EXERCISE DETAILS: Reproduce the records below line by line without changing a single character.

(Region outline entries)
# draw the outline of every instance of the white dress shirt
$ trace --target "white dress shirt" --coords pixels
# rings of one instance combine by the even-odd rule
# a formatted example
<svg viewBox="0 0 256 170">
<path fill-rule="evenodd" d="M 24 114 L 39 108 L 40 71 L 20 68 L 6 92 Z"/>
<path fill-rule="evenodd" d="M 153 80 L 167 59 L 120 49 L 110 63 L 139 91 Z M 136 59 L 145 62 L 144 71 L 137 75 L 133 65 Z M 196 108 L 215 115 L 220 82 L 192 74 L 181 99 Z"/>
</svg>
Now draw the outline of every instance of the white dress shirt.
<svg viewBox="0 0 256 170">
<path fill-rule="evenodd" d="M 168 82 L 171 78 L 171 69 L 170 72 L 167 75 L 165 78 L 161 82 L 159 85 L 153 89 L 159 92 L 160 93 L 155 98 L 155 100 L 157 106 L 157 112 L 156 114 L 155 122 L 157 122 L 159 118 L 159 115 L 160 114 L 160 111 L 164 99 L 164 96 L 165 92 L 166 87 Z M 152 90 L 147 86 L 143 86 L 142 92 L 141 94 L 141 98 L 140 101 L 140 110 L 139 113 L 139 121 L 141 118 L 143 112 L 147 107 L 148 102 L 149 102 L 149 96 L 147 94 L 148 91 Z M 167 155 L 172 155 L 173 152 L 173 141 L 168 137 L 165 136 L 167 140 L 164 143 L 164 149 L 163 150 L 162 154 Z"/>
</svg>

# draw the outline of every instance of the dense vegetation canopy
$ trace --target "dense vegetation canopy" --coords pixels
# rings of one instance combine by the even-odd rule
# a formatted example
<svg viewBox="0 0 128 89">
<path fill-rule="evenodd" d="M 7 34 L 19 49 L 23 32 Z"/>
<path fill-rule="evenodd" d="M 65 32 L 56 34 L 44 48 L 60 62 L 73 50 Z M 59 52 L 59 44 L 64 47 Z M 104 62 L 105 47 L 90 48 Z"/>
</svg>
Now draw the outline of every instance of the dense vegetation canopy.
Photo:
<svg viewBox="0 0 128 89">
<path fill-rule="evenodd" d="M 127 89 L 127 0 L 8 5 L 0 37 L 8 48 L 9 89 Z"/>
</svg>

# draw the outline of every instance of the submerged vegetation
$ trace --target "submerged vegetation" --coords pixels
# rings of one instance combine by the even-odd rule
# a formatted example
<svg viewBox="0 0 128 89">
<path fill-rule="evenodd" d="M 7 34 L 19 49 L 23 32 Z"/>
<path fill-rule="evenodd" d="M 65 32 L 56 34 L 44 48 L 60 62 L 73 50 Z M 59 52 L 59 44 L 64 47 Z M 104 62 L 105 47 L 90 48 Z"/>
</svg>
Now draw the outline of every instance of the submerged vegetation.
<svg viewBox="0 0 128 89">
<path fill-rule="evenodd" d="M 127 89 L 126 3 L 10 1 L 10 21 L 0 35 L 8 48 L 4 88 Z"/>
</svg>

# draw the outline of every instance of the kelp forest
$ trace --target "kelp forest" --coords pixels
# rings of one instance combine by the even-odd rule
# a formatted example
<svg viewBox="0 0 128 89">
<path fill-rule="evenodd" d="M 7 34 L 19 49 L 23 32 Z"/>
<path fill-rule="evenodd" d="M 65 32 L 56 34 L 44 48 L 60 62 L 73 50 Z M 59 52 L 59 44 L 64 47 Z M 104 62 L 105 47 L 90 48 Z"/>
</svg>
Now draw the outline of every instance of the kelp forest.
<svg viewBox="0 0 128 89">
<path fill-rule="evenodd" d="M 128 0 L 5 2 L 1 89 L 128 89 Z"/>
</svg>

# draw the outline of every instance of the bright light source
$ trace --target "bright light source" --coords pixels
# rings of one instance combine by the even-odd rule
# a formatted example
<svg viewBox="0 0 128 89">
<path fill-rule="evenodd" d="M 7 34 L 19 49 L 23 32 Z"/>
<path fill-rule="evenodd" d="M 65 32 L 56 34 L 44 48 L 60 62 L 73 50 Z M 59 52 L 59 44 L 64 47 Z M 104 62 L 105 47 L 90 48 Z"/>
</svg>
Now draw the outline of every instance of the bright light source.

SOLUTION FOR THIS EXERCISE:
# draw the outline of every instance of the white dress shirt
$ trace --target "white dress shirt" --coords pixels
# rings of one instance combine by the even-odd rule
# a formatted example
<svg viewBox="0 0 256 170">
<path fill-rule="evenodd" d="M 24 114 L 39 108 L 40 71 L 20 68 L 6 92 Z"/>
<path fill-rule="evenodd" d="M 153 80 L 167 59 L 120 49 L 110 63 L 139 91 Z M 136 59 L 145 62 L 144 71 L 137 75 L 133 65 Z M 196 108 L 215 115 L 220 82 L 192 74 L 181 99 Z"/>
</svg>
Now draw the outline of every instance of the white dress shirt.
<svg viewBox="0 0 256 170">
<path fill-rule="evenodd" d="M 168 82 L 171 78 L 171 69 L 170 72 L 167 75 L 165 78 L 161 82 L 159 85 L 153 89 L 159 92 L 160 93 L 155 98 L 155 100 L 157 106 L 157 112 L 156 114 L 155 122 L 157 122 L 159 118 L 159 115 L 160 114 L 160 111 L 164 99 L 164 96 L 165 92 L 166 87 Z M 152 90 L 147 86 L 143 86 L 142 92 L 141 94 L 141 98 L 140 101 L 140 110 L 139 113 L 139 121 L 141 118 L 143 112 L 147 107 L 148 102 L 149 102 L 149 96 L 147 94 L 148 91 Z M 167 155 L 172 155 L 173 152 L 173 141 L 168 137 L 165 136 L 167 140 L 164 143 L 164 149 L 163 150 L 162 154 Z"/>
</svg>

# draw the outline of every instance of the dense vegetation canopy
$ trace --target "dense vegetation canopy" --coords pixels
# rings of one instance combine by the even-odd rule
# a formatted example
<svg viewBox="0 0 128 89">
<path fill-rule="evenodd" d="M 7 34 L 19 49 L 23 32 Z"/>
<path fill-rule="evenodd" d="M 65 32 L 56 34 L 44 48 L 60 62 L 73 50 Z M 59 52 L 59 44 L 64 47 Z M 104 62 L 105 47 L 90 48 Z"/>
</svg>
Now draw the outline of every instance of the dense vegetation canopy.
Photo:
<svg viewBox="0 0 128 89">
<path fill-rule="evenodd" d="M 127 89 L 127 0 L 8 5 L 0 37 L 8 48 L 9 89 Z"/>
</svg>

# draw the outline of every instance of the submerged vegetation
$ trace --target "submerged vegetation" --coords pixels
# rings of one instance combine by the even-odd rule
# a formatted example
<svg viewBox="0 0 128 89">
<path fill-rule="evenodd" d="M 7 34 L 19 49 L 23 32 Z"/>
<path fill-rule="evenodd" d="M 65 32 L 56 34 L 44 48 L 60 62 L 73 50 Z M 59 52 L 59 44 L 64 47 Z M 104 62 L 105 47 L 90 48 Z"/>
</svg>
Now draw the outline of every instance of the submerged vegetation.
<svg viewBox="0 0 128 89">
<path fill-rule="evenodd" d="M 127 89 L 126 3 L 10 1 L 10 21 L 0 35 L 8 48 L 4 88 Z"/>
</svg>

# draw the outline of every instance of the kelp forest
$ trace --target "kelp forest" --coords pixels
# rings of one instance combine by the even-odd rule
# a formatted example
<svg viewBox="0 0 128 89">
<path fill-rule="evenodd" d="M 7 34 L 19 49 L 23 32 Z"/>
<path fill-rule="evenodd" d="M 65 32 L 56 34 L 44 48 L 60 62 L 73 50 Z M 59 52 L 59 44 L 64 47 Z M 104 62 L 105 47 L 90 48 Z"/>
</svg>
Now draw the outline of every instance of the kelp forest.
<svg viewBox="0 0 128 89">
<path fill-rule="evenodd" d="M 128 0 L 5 2 L 1 89 L 128 89 Z"/>
</svg>

# draw the outline of every instance of the bright light source
$ trace --target "bright light source" --coords pixels
# rings of one instance combine by the even-odd rule
# a formatted example
<svg viewBox="0 0 128 89">
<path fill-rule="evenodd" d="M 7 34 L 19 49 L 23 32 Z"/>
<path fill-rule="evenodd" d="M 65 32 L 56 34 L 44 48 L 60 62 L 73 50 Z M 59 52 L 59 44 L 64 47 Z M 104 62 L 105 47 L 90 48 Z"/>
</svg>
Now draw the outline of every instance of the bright light source.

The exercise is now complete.